Exercise description: Every line of the entries below that carries the string "fence" should be copied.

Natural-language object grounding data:
================

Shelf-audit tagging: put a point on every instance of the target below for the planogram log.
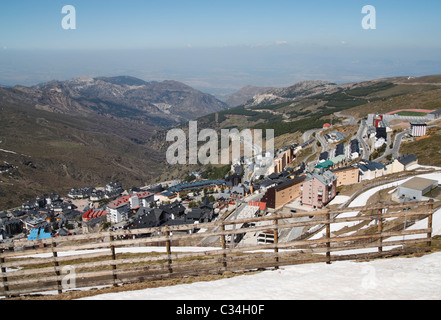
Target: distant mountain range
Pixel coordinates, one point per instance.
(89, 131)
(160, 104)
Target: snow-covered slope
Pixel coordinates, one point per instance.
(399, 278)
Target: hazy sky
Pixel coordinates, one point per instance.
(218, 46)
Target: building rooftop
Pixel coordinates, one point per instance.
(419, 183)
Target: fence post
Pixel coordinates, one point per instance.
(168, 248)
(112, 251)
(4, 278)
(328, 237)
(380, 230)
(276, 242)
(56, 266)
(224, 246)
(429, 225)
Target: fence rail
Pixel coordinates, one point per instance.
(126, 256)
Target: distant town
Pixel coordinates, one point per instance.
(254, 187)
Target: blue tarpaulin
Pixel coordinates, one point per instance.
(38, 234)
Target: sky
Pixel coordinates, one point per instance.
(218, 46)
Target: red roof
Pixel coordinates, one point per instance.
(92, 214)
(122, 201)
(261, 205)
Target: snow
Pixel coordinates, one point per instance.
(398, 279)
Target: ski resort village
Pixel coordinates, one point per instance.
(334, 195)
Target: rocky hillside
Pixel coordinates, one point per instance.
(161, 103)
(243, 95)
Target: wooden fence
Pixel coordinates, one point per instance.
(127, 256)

================

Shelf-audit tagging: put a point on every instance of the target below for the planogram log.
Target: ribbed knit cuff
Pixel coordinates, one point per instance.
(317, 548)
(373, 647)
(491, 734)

================

Answer:
Target: fence post
Target: fence rail
Target: wooden fence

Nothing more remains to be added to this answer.